◆ What you are asked to do: Copy all of the records exactly.

[Dataset entries]
•••

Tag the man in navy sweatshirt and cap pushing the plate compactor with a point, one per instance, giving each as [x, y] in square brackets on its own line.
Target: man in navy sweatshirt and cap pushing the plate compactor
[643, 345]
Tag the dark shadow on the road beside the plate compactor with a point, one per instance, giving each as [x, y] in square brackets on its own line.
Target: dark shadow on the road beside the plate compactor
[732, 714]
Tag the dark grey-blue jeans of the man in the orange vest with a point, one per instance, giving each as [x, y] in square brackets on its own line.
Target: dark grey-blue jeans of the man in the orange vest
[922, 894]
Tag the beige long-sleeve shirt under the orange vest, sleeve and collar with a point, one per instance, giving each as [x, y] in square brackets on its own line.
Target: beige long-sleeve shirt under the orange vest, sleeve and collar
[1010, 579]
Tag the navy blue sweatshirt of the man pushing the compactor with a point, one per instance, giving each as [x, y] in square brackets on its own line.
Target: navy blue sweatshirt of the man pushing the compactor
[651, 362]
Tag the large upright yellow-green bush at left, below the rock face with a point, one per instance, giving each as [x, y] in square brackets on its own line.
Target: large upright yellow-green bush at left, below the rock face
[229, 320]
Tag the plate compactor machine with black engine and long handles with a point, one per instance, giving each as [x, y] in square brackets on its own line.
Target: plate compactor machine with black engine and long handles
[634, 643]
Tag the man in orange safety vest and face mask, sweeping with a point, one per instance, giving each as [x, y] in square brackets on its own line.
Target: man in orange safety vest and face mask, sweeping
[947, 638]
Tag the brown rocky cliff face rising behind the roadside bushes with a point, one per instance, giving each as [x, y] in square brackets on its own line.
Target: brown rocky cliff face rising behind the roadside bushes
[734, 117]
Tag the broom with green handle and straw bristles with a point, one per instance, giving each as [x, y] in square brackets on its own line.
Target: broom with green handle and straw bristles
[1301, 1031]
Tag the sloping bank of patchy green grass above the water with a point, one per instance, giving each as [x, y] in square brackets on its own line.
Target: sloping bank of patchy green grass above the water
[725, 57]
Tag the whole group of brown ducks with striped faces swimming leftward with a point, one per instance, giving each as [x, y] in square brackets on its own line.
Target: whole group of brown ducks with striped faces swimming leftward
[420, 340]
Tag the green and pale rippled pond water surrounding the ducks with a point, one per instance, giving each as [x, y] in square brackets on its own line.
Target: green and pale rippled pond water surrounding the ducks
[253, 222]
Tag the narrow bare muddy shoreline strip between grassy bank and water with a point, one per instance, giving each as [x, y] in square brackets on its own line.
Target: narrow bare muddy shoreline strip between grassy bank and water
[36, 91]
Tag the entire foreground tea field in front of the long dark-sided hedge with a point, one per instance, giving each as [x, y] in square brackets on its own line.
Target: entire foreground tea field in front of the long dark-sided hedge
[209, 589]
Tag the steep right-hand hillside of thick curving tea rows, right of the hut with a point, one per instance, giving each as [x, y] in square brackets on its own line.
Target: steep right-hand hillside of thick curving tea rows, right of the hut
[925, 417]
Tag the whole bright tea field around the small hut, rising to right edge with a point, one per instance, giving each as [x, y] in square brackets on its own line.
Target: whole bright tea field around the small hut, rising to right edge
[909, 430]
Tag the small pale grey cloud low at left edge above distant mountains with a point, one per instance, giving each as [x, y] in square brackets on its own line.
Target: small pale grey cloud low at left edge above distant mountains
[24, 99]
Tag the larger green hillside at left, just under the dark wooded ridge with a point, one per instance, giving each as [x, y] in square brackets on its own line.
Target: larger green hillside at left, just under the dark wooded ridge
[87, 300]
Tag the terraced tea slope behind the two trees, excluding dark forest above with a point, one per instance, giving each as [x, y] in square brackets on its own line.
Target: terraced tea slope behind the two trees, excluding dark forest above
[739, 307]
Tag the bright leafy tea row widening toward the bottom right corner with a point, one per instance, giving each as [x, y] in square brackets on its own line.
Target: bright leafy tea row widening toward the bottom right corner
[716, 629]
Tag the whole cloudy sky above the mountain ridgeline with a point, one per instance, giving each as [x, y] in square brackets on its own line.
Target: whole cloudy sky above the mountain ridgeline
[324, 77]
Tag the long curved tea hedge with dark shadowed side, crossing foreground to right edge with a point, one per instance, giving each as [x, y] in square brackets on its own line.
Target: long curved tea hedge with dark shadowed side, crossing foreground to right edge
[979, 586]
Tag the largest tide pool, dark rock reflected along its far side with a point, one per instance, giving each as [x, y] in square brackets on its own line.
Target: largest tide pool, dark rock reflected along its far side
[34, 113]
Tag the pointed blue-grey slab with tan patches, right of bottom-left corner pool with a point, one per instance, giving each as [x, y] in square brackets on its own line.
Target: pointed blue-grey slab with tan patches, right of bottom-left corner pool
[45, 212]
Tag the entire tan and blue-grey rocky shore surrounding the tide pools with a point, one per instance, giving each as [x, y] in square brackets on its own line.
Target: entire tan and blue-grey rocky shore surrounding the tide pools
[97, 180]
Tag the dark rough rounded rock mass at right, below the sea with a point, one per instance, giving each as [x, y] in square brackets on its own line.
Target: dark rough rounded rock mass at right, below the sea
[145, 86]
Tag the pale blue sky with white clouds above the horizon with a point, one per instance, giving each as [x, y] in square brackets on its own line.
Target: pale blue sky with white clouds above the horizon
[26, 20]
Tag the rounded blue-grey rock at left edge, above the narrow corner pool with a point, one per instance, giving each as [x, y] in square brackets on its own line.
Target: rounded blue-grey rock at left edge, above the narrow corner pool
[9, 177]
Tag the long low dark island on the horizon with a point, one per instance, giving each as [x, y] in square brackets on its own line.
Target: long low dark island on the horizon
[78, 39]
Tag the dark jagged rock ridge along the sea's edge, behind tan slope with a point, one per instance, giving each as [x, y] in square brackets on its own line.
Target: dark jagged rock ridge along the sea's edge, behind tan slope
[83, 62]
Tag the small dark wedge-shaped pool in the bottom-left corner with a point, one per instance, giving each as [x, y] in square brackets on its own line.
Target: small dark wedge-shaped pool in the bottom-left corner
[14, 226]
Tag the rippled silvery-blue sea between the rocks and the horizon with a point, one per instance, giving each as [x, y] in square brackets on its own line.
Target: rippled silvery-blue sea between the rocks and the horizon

•••

◆ The answer:
Tag the man in navy sweatshirt and cap pushing the plate compactor with a point, one per instance, giving each as [x, y] in square brackets on its own line.
Target: man in navy sweatshirt and cap pushing the plate compactor
[643, 345]
Tag the dark shadow on the road beside the plate compactor with a point, one per instance, giving each as [x, y] in square brackets on its own line.
Target: dark shadow on the road beside the plate compactor
[732, 714]
Tag the dark grey-blue jeans of the man in the orange vest with a point, one per instance, giving each as [x, y] in square brackets on its own line.
Target: dark grey-blue jeans of the man in the orange vest
[922, 894]
Tag the beige long-sleeve shirt under the orange vest, sleeve and collar with a point, one per instance, giving each as [x, y] in square brackets on its own line.
Target: beige long-sleeve shirt under the orange vest, sleeve and collar
[1010, 579]
Tag the navy blue sweatshirt of the man pushing the compactor with a point, one per instance, giving each as [x, y] in square brackets on its own line.
Target: navy blue sweatshirt of the man pushing the compactor
[651, 362]
Tag the large upright yellow-green bush at left, below the rock face with a point, one per instance, giving each as [x, y] in square brackets on its own line.
Target: large upright yellow-green bush at left, below the rock face
[229, 320]
Tag the plate compactor machine with black engine and long handles with a point, one per instance, giving each as [x, y] in square brackets on its own line.
Target: plate compactor machine with black engine and long handles
[634, 643]
Tag the man in orange safety vest and face mask, sweeping with a point, one per instance, giving each as [x, y] in square brackets on its own line.
Target: man in orange safety vest and face mask, sweeping
[947, 638]
Tag the brown rocky cliff face rising behind the roadside bushes with a point, one per instance, giving each as [x, y] in square brackets on its own line.
Target: brown rocky cliff face rising behind the roadside bushes
[734, 117]
Tag the broom with green handle and straw bristles with a point, one per instance, giving each as [x, y] in square brackets on its own line.
Target: broom with green handle and straw bristles
[1301, 1031]
Tag the sloping bank of patchy green grass above the water with a point, one per instance, giving each as [x, y] in square brackets on its own line.
Target: sloping bank of patchy green grass above the water
[725, 57]
Tag the whole group of brown ducks with striped faces swimming leftward with a point, one per instance, giving each as [x, y] in square brackets on its own line.
Target: whole group of brown ducks with striped faces swimming leftward
[420, 340]
Tag the green and pale rippled pond water surrounding the ducks with a point, one per instance, giving each as [x, y] in square brackets on its own line.
Target: green and pale rippled pond water surrounding the ducks
[253, 222]
Tag the narrow bare muddy shoreline strip between grassy bank and water with a point, one per instance, giving each as [x, y] in square brackets on its own line.
Target: narrow bare muddy shoreline strip between grassy bank and water
[36, 91]
Tag the entire foreground tea field in front of the long dark-sided hedge with a point, one per instance, giving each as [x, y] in square brackets on its own line.
Target: entire foreground tea field in front of the long dark-sided hedge
[209, 589]
Tag the steep right-hand hillside of thick curving tea rows, right of the hut with a point, one per instance, giving each as [x, y] in square brackets on its own line.
Target: steep right-hand hillside of thick curving tea rows, right of the hut
[925, 417]
Tag the whole bright tea field around the small hut, rising to right edge with a point, one per instance, giving each as [x, y] in square brackets on its own line.
Target: whole bright tea field around the small hut, rising to right edge
[909, 430]
Tag the small pale grey cloud low at left edge above distant mountains with a point, one per instance, giving each as [x, y] in square brackets on its own line.
Target: small pale grey cloud low at left edge above distant mountains
[24, 99]
Tag the larger green hillside at left, just under the dark wooded ridge with a point, one per instance, giving each as [x, y] in square brackets on its own line.
Target: larger green hillside at left, just under the dark wooded ridge
[87, 300]
Tag the terraced tea slope behind the two trees, excluding dark forest above with a point, one per instance, giving each as [x, y] in square brackets on its own line.
Target: terraced tea slope behind the two trees, excluding dark forest above
[739, 307]
Tag the bright leafy tea row widening toward the bottom right corner with a point, one per instance, giving each as [x, y] in square brackets on its own line.
Target: bright leafy tea row widening toward the bottom right corner
[716, 629]
Tag the whole cloudy sky above the mountain ridgeline with a point, one per instance, giving each as [x, y] in square brackets on its own line.
Target: whole cloudy sky above the mountain ridgeline
[324, 77]
Tag the long curved tea hedge with dark shadowed side, crossing foreground to right edge with a point, one per instance, giving each as [x, y] in square brackets on its own line.
Target: long curved tea hedge with dark shadowed side, crossing foreground to right edge
[979, 586]
Tag the largest tide pool, dark rock reflected along its far side with a point, one per instance, giving each as [x, y] in square brackets on its own line.
Target: largest tide pool, dark rock reflected along its far side
[34, 113]
Tag the pointed blue-grey slab with tan patches, right of bottom-left corner pool with a point, one per instance, giving each as [x, y] in square brackets on its own line.
Target: pointed blue-grey slab with tan patches, right of bottom-left corner pool
[45, 212]
Tag the entire tan and blue-grey rocky shore surrounding the tide pools with a point, one per instance, giving each as [x, y] in square brackets on its own line.
Target: entire tan and blue-grey rocky shore surrounding the tide pools
[97, 180]
Tag the dark rough rounded rock mass at right, below the sea with a point, one per instance, giving each as [x, y] in square brackets on its own line.
Target: dark rough rounded rock mass at right, below the sea
[145, 86]
Tag the pale blue sky with white clouds above the horizon with a point, one per instance, giving each as [x, y] in square brackets on its own line.
Target: pale blue sky with white clouds above the horizon
[26, 20]
Tag the rounded blue-grey rock at left edge, above the narrow corner pool with a point, one per instance, giving each as [x, y] in square brackets on its own line.
Target: rounded blue-grey rock at left edge, above the narrow corner pool
[9, 177]
Tag the long low dark island on the horizon with a point, one per instance, giving each as [x, y] in square brackets on its own line.
Target: long low dark island on the horizon
[78, 39]
Tag the dark jagged rock ridge along the sea's edge, behind tan slope with a point, one per instance, giving each as [x, y] in square brackets on its own line.
Target: dark jagged rock ridge along the sea's edge, behind tan slope
[83, 62]
Tag the small dark wedge-shaped pool in the bottom-left corner with a point, one per instance, giving each as [x, y] in square brackets on its own line.
Target: small dark wedge-shaped pool in the bottom-left corner
[14, 226]
Tag the rippled silvery-blue sea between the rocks and the horizon with a point, one per instance, giving each as [x, y] in square brackets on its own line.
Target: rippled silvery-blue sea between the rocks and the horizon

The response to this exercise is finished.